:: Excerpted text ::

Item 7. Management's Discussion and Analysis of Financial Condition and Results of Operations.
Overview of Current Operations
We were incorporated on December 27, 2010 as ATVROCKN, as a Nevada corporation. We consider ourselves to be an emerging growth company under applicable federal securities laws and will be subject to reduced public company reporting requirements. We market a "housing molding" product to place audio equipment and lighting on 4-wheel drive vehicles such as All Terrain Vehicles (“ATV”) and Utility Terrain Vehicles (“UTV”). We do not manufacturer any units, we utilize the services of a contract manufacturer to make the unit for us.
RESULTS OF OPERATIONS
For the fiscal year ending May 31, 2012, the Company recognized revenues of $11,165 with cost of goods of $8,854, which equates to a gross profit of $2,311. This compares to no revenues for the abbreviated five month period of last year from December 27, 2010 (Inception) to May 31, 2011. This resulted in a profit margin of 20.7% realized on revenue for the twelve months ended May 31, 2012. Management expects the cost of goods to drop, if and when we start manufacturing larger volumes of our molding unit.

:::
:: Source information ::

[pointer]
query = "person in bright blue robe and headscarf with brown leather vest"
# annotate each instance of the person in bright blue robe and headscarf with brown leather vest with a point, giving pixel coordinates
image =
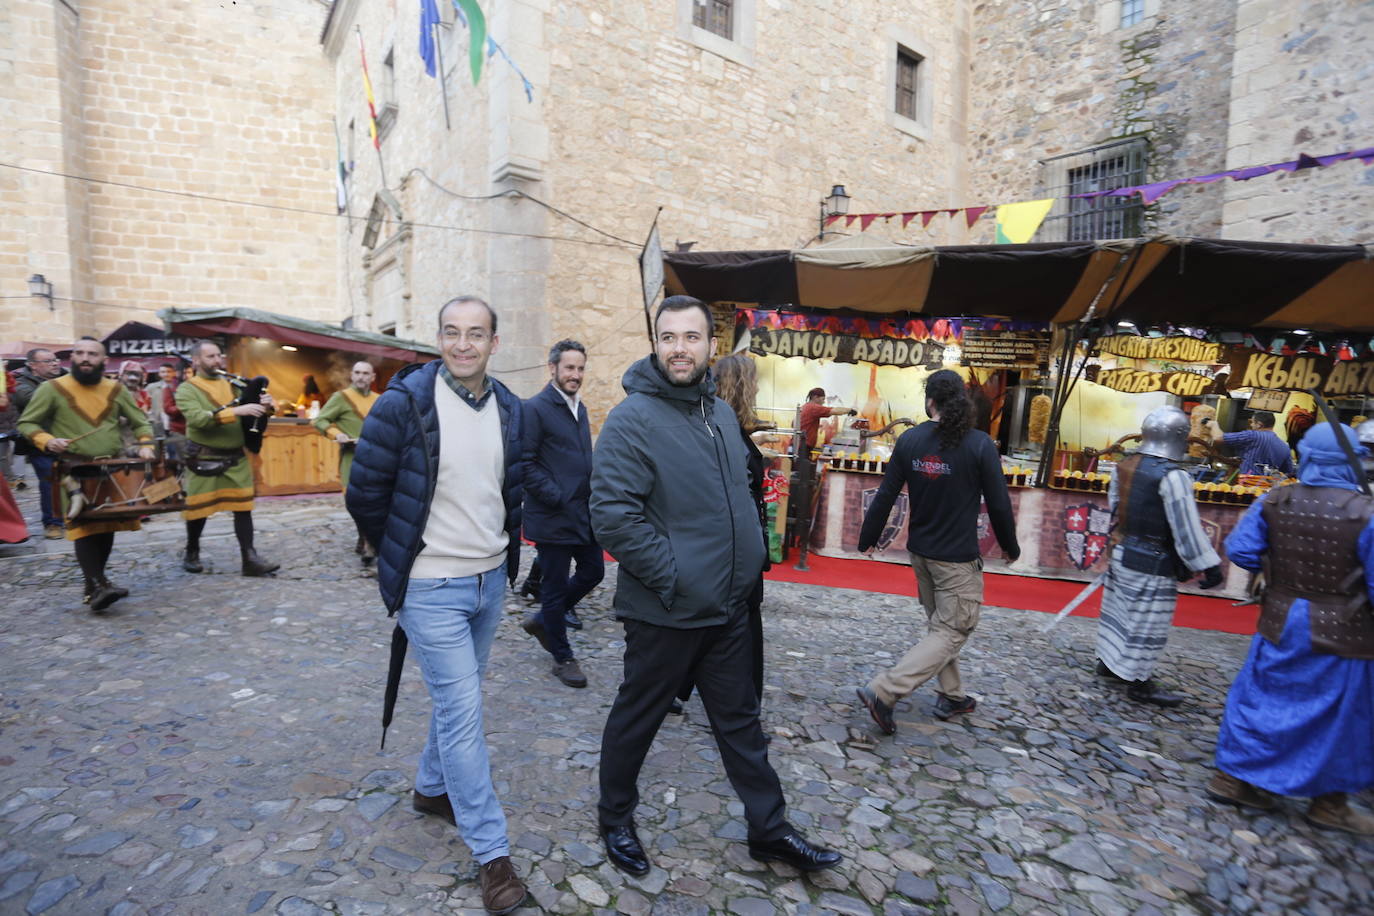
(1300, 716)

:::

Assignment >> Can you write out the ATVROCKN operations excerpt word for word, beginning at the words "Overview of Current" and stopping after "unit for us."? The material stands apart from the ATVROCKN operations excerpt.

Written reply >>
Overview of Current Operations
We were incorporated on December 27, 2010 as ATVROCKN, as a Nevada corporation. We consider ourselves to be an emerging growth company under applicable federal securities laws and will be subject to reduced public company reporting requirements. We market a "housing molding" product to place audio equipment and lighting on 4-wheel drive vehicles such as All Terrain Vehicles (“ATV”) and Utility Terrain Vehicles (“UTV”). We do not manufacturer any units, we utilize the services of a contract manufacturer to make the unit for us.